= Task details =
The records that follow need to be output exactly as they are.

--- start of Data to use ---

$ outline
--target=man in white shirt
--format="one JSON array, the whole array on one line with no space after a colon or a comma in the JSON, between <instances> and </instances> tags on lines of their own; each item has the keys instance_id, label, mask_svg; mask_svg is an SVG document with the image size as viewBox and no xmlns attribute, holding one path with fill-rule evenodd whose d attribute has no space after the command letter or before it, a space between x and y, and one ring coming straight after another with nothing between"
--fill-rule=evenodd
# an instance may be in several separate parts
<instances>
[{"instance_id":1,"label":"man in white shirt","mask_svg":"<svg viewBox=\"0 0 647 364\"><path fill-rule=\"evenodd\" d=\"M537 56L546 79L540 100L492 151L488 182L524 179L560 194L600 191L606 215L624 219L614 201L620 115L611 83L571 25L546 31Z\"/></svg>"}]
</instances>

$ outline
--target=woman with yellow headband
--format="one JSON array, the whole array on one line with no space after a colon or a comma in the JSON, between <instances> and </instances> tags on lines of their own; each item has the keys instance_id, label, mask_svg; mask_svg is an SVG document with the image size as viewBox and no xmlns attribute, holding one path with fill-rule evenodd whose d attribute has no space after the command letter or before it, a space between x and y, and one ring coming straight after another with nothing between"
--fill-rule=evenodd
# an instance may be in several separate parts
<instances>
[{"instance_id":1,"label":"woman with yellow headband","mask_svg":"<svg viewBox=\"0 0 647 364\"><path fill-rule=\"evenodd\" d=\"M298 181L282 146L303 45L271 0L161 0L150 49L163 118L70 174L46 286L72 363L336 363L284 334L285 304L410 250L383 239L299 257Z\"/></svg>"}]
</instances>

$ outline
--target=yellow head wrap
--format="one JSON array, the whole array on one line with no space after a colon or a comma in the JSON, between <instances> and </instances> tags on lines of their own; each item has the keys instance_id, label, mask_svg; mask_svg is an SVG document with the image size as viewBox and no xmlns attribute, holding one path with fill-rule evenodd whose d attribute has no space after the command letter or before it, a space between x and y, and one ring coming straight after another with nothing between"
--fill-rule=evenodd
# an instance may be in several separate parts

--- end of Data to use ---

= Response for this exercise =
$ outline
--target=man in white shirt
--format="one JSON array, the whole array on one line with no space after a colon or a comma in the JSON, between <instances> and </instances> tags on lines of their own; each item has the keys instance_id, label, mask_svg; mask_svg is an SVG document with the image size as viewBox and no xmlns attribute, holding one path with fill-rule evenodd whose d attribute has no space after the command letter or before it, a space between x and y, and one ring coming straight after another with nothing between"
--fill-rule=evenodd
# an instance may be in several separate parts
<instances>
[{"instance_id":1,"label":"man in white shirt","mask_svg":"<svg viewBox=\"0 0 647 364\"><path fill-rule=\"evenodd\" d=\"M537 56L546 79L540 100L492 151L488 182L524 179L560 194L600 191L606 215L624 219L614 201L620 115L611 83L571 25L546 31Z\"/></svg>"}]
</instances>

$ outline
--target=woman with yellow headband
--format="one JSON array, the whole array on one line with no space after a colon or a comma in the JSON, between <instances> and </instances> tags on lines of their own; each item has the keys instance_id, label, mask_svg; mask_svg is an SVG document with the image size as viewBox and no xmlns attribute, holding one path with fill-rule evenodd whose d attribute has no space after the command letter or before it, a space between x and y, and one ring coming straight after another with nothing between"
--fill-rule=evenodd
# an instance may be in several separate parts
<instances>
[{"instance_id":1,"label":"woman with yellow headband","mask_svg":"<svg viewBox=\"0 0 647 364\"><path fill-rule=\"evenodd\" d=\"M298 181L282 146L303 45L271 0L161 0L150 49L163 118L70 174L46 286L72 363L336 363L284 334L285 304L410 250L383 239L299 257Z\"/></svg>"}]
</instances>

$ outline
--target=yellow head wrap
--format="one JSON array, the whole array on one line with no space after a colon or a comma in the JSON, between <instances> and </instances> tags on lines of their own; each item has the keys instance_id, label, mask_svg; mask_svg is an SVG document with the image size as viewBox and no xmlns attribute, holding one path with fill-rule evenodd whose d attribute has no space after the command letter or before it, a space between x and y, and one ring coming straight after another with nothing between"
--fill-rule=evenodd
# an instance may be in several separate parts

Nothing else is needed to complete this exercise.